## Work to be completed
Pictures don't belong in the copy; print all the records exactly.

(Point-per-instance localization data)
..........
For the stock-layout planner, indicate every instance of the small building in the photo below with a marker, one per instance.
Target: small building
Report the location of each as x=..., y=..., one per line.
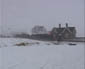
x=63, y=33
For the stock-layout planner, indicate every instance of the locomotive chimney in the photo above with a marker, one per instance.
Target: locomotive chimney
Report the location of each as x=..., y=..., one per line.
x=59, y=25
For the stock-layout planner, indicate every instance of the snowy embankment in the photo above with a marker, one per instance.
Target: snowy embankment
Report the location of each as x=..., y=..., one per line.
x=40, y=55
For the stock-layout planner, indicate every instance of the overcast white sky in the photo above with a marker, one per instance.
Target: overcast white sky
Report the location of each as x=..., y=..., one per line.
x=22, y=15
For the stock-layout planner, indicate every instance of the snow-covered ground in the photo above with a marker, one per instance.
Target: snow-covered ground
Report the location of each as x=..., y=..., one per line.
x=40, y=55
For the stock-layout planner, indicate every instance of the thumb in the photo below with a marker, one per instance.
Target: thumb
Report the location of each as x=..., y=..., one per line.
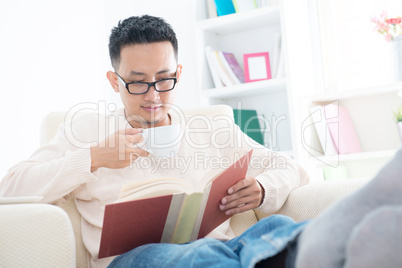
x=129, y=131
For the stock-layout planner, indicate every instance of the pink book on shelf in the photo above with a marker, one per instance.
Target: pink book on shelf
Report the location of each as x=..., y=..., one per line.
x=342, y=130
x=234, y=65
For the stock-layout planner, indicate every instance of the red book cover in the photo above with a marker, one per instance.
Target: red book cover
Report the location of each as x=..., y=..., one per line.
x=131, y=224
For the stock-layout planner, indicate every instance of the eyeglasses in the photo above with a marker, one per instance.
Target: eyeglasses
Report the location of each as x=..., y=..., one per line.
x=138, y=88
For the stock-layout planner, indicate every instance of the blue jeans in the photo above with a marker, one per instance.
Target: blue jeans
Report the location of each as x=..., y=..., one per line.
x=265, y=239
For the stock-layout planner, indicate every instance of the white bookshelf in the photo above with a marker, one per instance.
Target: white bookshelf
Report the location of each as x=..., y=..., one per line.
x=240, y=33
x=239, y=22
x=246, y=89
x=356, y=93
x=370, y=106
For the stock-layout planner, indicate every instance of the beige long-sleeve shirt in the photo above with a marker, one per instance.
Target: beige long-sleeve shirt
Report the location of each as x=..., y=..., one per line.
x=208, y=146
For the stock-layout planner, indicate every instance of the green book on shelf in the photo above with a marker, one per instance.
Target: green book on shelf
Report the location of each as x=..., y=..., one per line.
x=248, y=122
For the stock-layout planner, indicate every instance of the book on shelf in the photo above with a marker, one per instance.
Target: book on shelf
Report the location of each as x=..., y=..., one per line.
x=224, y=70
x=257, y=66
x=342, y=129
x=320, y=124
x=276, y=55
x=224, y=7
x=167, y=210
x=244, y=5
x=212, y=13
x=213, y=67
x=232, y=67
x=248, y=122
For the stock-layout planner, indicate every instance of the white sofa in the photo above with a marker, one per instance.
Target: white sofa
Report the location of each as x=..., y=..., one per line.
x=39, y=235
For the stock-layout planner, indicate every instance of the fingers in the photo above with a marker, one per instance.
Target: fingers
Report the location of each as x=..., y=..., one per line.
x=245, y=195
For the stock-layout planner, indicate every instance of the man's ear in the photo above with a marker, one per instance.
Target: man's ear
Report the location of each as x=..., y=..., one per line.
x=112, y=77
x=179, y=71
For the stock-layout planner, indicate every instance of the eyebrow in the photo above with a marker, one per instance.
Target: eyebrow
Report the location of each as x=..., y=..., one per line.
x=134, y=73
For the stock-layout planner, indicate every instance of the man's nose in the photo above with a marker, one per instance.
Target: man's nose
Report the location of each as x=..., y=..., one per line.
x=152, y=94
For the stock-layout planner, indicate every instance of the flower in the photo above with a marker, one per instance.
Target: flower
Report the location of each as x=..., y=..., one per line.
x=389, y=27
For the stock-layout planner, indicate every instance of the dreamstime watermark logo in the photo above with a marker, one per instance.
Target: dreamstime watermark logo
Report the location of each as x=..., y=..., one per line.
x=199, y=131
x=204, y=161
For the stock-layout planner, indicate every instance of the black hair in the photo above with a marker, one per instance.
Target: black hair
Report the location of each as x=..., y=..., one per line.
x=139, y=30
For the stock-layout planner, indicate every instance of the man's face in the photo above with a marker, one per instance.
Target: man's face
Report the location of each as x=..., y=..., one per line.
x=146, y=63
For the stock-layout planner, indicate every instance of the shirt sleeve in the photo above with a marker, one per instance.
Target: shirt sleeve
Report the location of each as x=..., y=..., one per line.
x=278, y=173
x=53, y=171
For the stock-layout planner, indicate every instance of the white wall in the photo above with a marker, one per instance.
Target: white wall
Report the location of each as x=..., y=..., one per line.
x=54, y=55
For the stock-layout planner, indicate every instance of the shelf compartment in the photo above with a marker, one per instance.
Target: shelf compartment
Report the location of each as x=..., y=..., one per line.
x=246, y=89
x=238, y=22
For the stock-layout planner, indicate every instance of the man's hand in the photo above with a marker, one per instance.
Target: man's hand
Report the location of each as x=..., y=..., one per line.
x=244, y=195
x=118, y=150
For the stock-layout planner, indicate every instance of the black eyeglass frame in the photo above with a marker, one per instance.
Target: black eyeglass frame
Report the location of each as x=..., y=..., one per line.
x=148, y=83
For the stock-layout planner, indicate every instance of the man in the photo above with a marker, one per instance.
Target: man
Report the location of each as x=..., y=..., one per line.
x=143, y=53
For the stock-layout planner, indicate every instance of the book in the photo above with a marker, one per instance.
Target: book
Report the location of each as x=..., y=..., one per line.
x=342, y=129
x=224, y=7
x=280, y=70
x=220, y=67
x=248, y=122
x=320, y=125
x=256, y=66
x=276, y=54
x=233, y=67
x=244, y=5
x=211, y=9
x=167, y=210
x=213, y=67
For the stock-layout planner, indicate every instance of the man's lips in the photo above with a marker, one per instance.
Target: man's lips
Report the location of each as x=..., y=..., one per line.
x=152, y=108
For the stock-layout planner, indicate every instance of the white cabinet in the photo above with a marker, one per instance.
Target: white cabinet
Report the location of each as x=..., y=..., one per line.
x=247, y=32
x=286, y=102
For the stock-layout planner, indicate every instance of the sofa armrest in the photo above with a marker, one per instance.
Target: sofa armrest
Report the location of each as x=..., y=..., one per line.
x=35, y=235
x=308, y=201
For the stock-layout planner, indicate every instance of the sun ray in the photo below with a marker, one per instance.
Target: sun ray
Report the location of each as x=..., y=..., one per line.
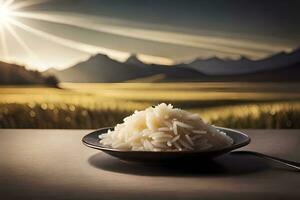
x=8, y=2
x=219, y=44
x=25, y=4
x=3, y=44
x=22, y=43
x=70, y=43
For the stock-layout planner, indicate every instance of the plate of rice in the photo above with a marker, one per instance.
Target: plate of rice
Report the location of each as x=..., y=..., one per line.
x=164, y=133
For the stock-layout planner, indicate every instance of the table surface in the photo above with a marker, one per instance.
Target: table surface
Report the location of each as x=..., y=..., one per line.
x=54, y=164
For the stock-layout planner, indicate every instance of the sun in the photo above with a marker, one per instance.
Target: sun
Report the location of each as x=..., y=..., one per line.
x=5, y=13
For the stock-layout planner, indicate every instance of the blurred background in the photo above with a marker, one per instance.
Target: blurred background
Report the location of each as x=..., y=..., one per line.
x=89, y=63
..........
## Result for this task
For the stock-layout planner, indicate every instance of the small building in the photo below with a marker, one per instance.
Target: small building
Report the location of each as x=..., y=..., one per line.
x=63, y=33
For the stock-layout planner, indicate every instance of the locomotive chimney in the photo above with a marker, one per instance.
Target: locomotive chimney
Report the location of each as x=..., y=..., one per line.
x=59, y=25
For the stock-layout planner, indicate every instance of the snowy embankment in the photo above with a marker, one per instance.
Target: snowy embankment
Report the location of each as x=..., y=..., one per line.
x=40, y=55
For the stock-layout planner, indicate every instance of the overcast white sky in the photo above with a marker, one per instance.
Target: overcast white sky
Report the location of each as x=..., y=..., one per line.
x=22, y=15
For the stock-layout planner, indicate every instance of the snow-covered ground in the photo above with a marker, one per instance.
Target: snow-covered ground
Report the location of each as x=..., y=..., one per line.
x=40, y=55
For the stock-layout planner, indicate every instance of the thumb in the photo below with a marker, one per instance.
Target: thumb
Report the location of each as x=..., y=..., one per line.
x=129, y=131
For the stock-layout planner, indicate every instance of the pink book on shelf in the photo above with a marker, one per instance.
Target: pink book on shelf
Report the location of each as x=..., y=..., one per line.
x=342, y=130
x=234, y=65
For the stock-layout planner, indicate every instance of the red book cover in the photo above with a marker, one per instance.
Target: red book cover
Report the location of each as x=..., y=..., one per line.
x=131, y=224
For the stock-layout planner, indicate every instance of the eyeglasses in the photo above with a marker, one per instance.
Target: eyeglasses
Report the location of each as x=..., y=..., one per line.
x=138, y=88
For the stock-layout planner, indicate every instance of the blue jeans in the photo above with a marker, one per instance.
Target: blue jeans
Report the location of each as x=..., y=..., one per line.
x=265, y=239
For the stock-layout planner, indicate every instance of the white bookshelf in the photo above with a marker, one per instance.
Target: white bookshelf
Report the location of each as x=..., y=..., one per line.
x=240, y=33
x=239, y=22
x=246, y=89
x=356, y=93
x=370, y=106
For the stock-layout planner, indicate every instance of the beige long-sleeve shirt in the photo above with a marker, one per instance.
Target: beige long-sleeve shirt
Report the location of each as x=..., y=..., one per line.
x=208, y=146
For the stock-layout planner, indicate every instance of the green book on shelf in the photo above with a marker, one per instance.
Target: green book on shelf
Report the location of each as x=..., y=..., one per line.
x=248, y=122
For the stock-layout planner, indicate every instance of the book on shelf in the photo above with a marker, one per instance.
Target: book on shelf
Report the location of each as x=..., y=..., one per line.
x=224, y=70
x=257, y=66
x=342, y=129
x=320, y=124
x=276, y=55
x=224, y=7
x=167, y=210
x=244, y=5
x=212, y=13
x=213, y=67
x=232, y=67
x=248, y=122
For the stock-layout planner, indicate every instance of the white sofa in the photo above with a marker, one per instance.
Target: white sofa
Report the location of each as x=..., y=..., one per line.
x=39, y=235
For the stock-layout planner, indicate every instance of the fingers in the photo above with a marker, one per instance.
Target: fingers
Report the location of each as x=..., y=..., one per line.
x=245, y=195
For the stock-layout planner, indicate every instance of the man's ear in the photo above with a marker, one per instance.
Target: man's ear
Report the location of each as x=..., y=..., one per line.
x=112, y=77
x=179, y=71
For the stock-layout planner, indicate every instance of the eyebrow in the photo above with a marker, one per instance.
Target: eyebrow
Report the location of each as x=..., y=..., one per line.
x=134, y=73
For the stock-layout planner, indicate every instance of the man's nose in the photo above with a marker, one per instance.
Target: man's nose
Report the location of each as x=..., y=..., one per line.
x=152, y=94
For the stock-layout planner, indicate every instance of the flower in the photo above with a marker, one per instance.
Target: flower
Report the location of each as x=..., y=..., one per line.
x=389, y=27
For the stock-layout planner, indicate every instance of the dreamstime watermark logo in the photo above with a marker, one per instance.
Target: dreamstime watermark logo
Report the location of each as x=..., y=..., one per line.
x=199, y=131
x=204, y=161
For the stock-layout planner, indicate every instance of the black hair in the photo above with a marker, one per instance.
Target: black hair
Report the location of each as x=..., y=..., one per line.
x=139, y=30
For the stock-layout planner, indicate every instance of the man's face in the photo above with a marker, one per instance.
Target: man's face
Report the location of each as x=..., y=..., one per line.
x=146, y=63
For the stock-layout planner, indicate every instance of the shirt sleeve in the photo above with a marker, one per instance.
Target: shirt sleeve
Report the location of each as x=..., y=..., one per line.
x=278, y=173
x=53, y=171
For the stock-layout planner, indicate every instance of the white wall in the photo above with a marker, one per instance.
Target: white wall
Report the location of each as x=..., y=..., one per line.
x=54, y=55
For the stock-layout planner, indicate every instance of the shelf compartment in the photo above with a marker, one per instance.
Target: shelf compartment
Report the location of each as x=..., y=..., one per line.
x=246, y=89
x=238, y=22
For the stock-layout planner, indicate every instance of the man's hand in the photo above with a marker, one per instance.
Target: man's hand
Report the location of each as x=..., y=..., one per line.
x=244, y=195
x=118, y=150
For the stock-layout planner, indicate every instance of the black eyeglass frame in the photo above with a marker, one per instance.
Target: black eyeglass frame
Report the location of each as x=..., y=..., one per line.
x=148, y=83
For the stock-layout planner, indicate every instance of the man in the photo above with a marker, one per instance.
Target: man
Report the location of each as x=..., y=..., one per line.
x=143, y=53
For the stock-layout planner, indicate every instance of the book in the photo above with a marker, one per instance.
Target: book
Report the location of each as x=..., y=..., one per line.
x=342, y=129
x=224, y=7
x=280, y=70
x=220, y=67
x=248, y=122
x=320, y=125
x=256, y=66
x=276, y=54
x=233, y=67
x=244, y=5
x=211, y=9
x=167, y=210
x=213, y=67
For the stock-layout planner, indicate every instance of the man's lips in the photo above with a marker, one per instance.
Target: man's lips
Report the location of each as x=..., y=..., one per line.
x=152, y=108
For the stock-layout planner, indicate every instance of the white cabinet in the photo above with a marker, one per instance.
Target: white cabinet
Report the location of each as x=..., y=..., one per line.
x=247, y=32
x=286, y=102
For the stock-layout planner, indicate every instance of the sofa armrest in the photo above with a marker, one per instance.
Target: sofa armrest
Report the location of each as x=..., y=..., one per line.
x=35, y=235
x=308, y=201
For the stock-layout planner, indicate every instance of the sun ray in the photo below with a marker, one per instance.
Target: sun ray
Report the location of each as x=..., y=..., one per line.
x=8, y=2
x=219, y=44
x=25, y=4
x=3, y=44
x=22, y=43
x=70, y=43
For the stock-layout planner, indicate every instance of the plate of rice in the photo above with a marker, one per instance.
Target: plate of rice
Report the location of each as x=..., y=..., one per line.
x=164, y=133
For the stock-layout planner, indicate every instance of the table surface in the photo above with a marker, one per instance.
Target: table surface
Report the location of each as x=..., y=..., one per line.
x=54, y=164
For the stock-layout planner, indicate every instance of the sun in the photo above with a marker, one per instance.
Target: sun
Report the location of each as x=..., y=..., one per line.
x=5, y=13
For the stock-layout planner, indicate every instance of the blurred background in the photo above with a marker, one per instance.
Target: blurred background
Report the location of each as x=..., y=..., one per line.
x=89, y=63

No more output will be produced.